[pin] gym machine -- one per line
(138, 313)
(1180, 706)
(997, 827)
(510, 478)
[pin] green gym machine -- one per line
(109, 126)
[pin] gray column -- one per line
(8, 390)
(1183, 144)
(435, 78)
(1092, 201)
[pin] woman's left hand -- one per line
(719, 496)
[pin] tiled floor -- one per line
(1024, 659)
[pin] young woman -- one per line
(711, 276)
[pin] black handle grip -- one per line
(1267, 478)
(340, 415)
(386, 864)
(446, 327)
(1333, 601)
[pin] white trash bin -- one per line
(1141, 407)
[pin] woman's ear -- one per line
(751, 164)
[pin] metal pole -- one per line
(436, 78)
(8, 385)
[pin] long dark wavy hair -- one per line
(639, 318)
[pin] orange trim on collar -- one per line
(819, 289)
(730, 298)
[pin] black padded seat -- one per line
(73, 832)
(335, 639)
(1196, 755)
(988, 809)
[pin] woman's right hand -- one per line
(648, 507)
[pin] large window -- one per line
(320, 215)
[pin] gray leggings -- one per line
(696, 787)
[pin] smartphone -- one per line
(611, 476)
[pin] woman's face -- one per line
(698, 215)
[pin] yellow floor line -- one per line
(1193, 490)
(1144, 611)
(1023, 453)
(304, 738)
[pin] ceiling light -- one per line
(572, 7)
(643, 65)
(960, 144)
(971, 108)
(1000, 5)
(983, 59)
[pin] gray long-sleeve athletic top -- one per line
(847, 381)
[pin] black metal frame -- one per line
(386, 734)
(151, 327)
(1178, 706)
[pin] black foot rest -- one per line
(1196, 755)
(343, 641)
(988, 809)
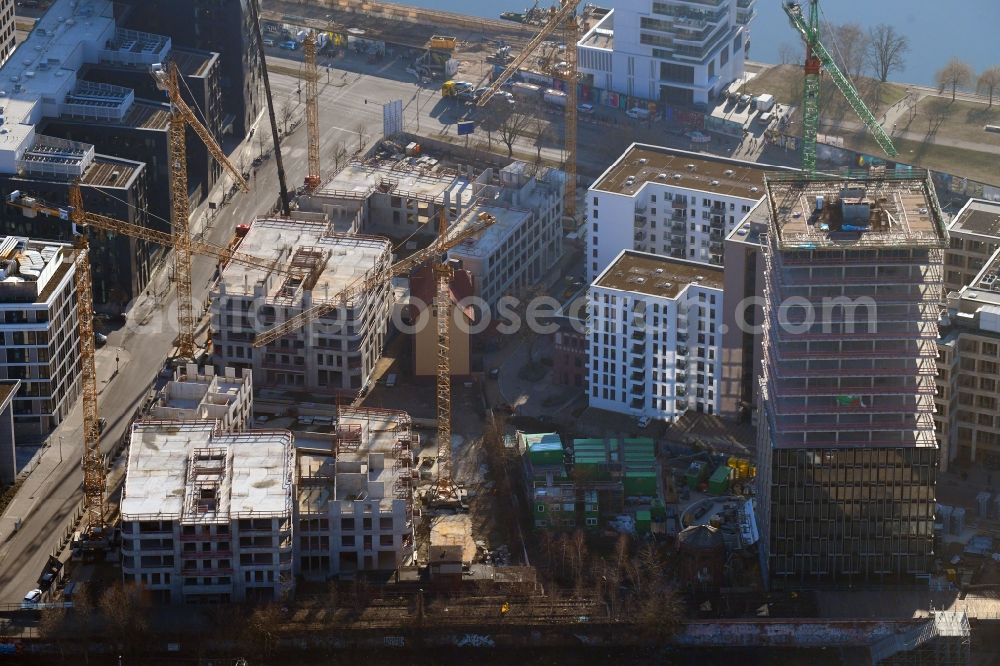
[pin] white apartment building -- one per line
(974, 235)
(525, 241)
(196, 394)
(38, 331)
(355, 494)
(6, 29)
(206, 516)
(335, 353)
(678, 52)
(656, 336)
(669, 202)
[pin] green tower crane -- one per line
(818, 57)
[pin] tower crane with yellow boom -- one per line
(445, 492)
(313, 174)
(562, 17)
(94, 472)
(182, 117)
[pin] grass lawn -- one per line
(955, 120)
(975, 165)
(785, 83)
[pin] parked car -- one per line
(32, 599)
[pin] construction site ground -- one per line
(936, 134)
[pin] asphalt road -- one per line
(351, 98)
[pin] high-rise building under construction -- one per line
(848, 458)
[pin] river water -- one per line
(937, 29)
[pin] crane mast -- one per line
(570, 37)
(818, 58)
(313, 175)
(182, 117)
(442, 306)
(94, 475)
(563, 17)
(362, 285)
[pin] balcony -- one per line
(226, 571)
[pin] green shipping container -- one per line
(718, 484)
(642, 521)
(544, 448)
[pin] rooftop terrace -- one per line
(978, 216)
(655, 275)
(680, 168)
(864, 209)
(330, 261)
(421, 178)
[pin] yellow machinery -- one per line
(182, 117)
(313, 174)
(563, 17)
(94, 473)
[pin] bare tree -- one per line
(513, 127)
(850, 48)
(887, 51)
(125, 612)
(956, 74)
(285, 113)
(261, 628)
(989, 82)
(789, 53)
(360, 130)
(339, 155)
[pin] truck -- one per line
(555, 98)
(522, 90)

★ ★ ★ ★

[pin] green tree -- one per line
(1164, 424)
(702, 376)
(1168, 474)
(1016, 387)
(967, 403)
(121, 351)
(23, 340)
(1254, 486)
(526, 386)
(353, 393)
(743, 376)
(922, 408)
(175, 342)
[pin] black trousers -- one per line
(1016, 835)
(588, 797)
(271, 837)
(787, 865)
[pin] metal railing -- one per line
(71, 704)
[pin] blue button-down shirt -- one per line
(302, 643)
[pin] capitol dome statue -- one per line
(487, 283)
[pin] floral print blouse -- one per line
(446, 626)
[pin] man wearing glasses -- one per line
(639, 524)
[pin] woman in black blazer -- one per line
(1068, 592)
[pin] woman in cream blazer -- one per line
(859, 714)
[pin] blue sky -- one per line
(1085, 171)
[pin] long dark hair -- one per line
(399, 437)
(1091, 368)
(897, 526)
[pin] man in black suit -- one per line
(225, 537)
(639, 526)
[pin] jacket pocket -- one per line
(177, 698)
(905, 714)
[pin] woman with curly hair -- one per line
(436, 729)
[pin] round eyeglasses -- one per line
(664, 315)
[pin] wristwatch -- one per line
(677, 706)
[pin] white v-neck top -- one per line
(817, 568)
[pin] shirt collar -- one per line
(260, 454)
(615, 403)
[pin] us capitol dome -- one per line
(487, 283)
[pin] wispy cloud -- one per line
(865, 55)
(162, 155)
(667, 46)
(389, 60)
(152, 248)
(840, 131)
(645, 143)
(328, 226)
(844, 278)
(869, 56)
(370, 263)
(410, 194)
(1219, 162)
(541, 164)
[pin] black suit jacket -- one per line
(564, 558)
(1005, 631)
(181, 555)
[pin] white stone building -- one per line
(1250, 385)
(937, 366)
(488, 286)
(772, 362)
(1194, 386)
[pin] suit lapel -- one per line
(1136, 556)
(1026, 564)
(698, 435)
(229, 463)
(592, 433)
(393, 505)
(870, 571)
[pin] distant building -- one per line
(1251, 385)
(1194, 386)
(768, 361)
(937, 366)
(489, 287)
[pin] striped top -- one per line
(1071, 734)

★ ★ ★ ★

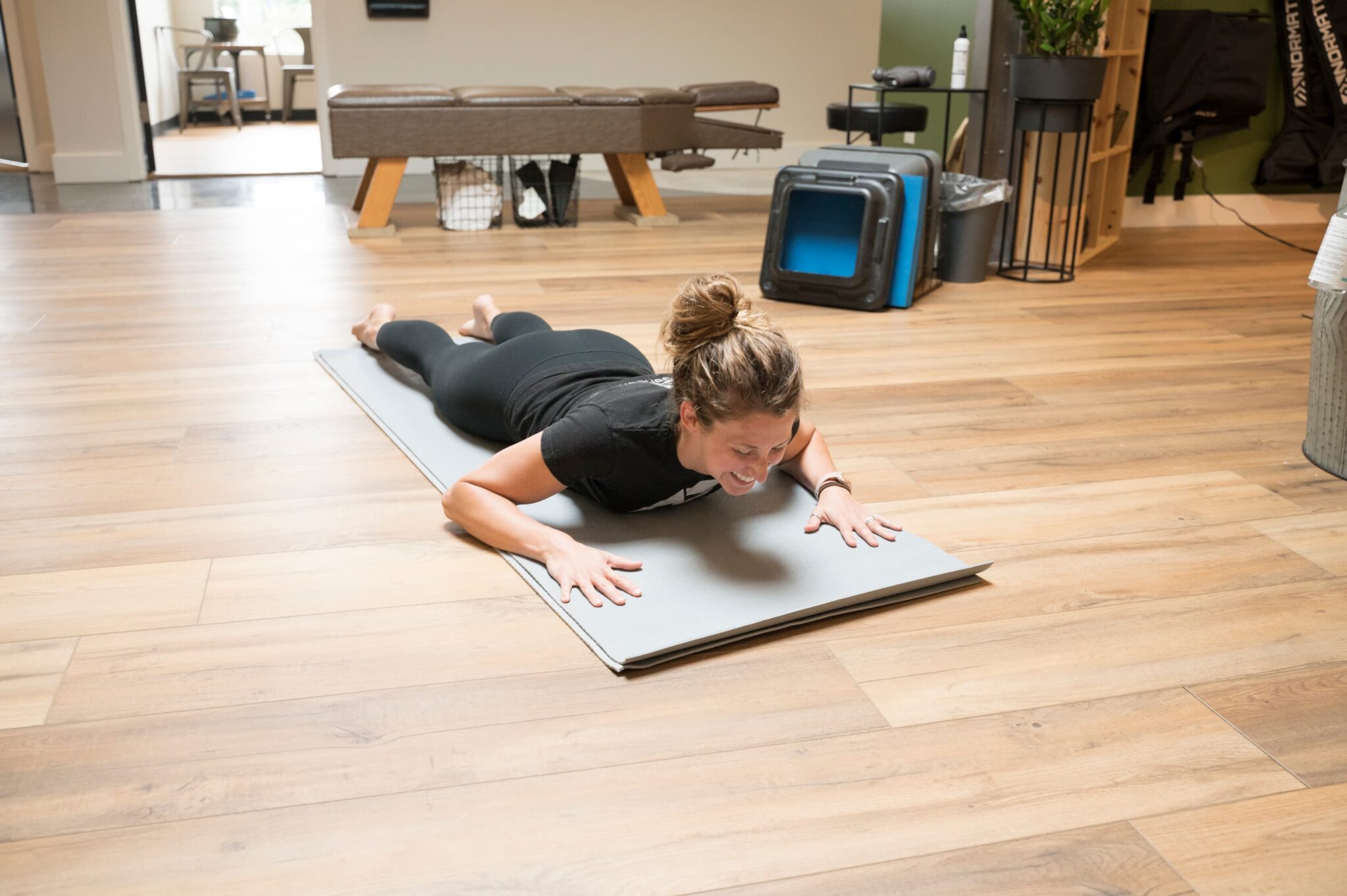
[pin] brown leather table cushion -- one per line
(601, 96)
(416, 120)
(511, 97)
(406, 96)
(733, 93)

★ ★ ★ ★

The problem: State how many lines in the material above contain the word "metal", matching case exactly. Reply with the number alone.

Answer to this exercise: 3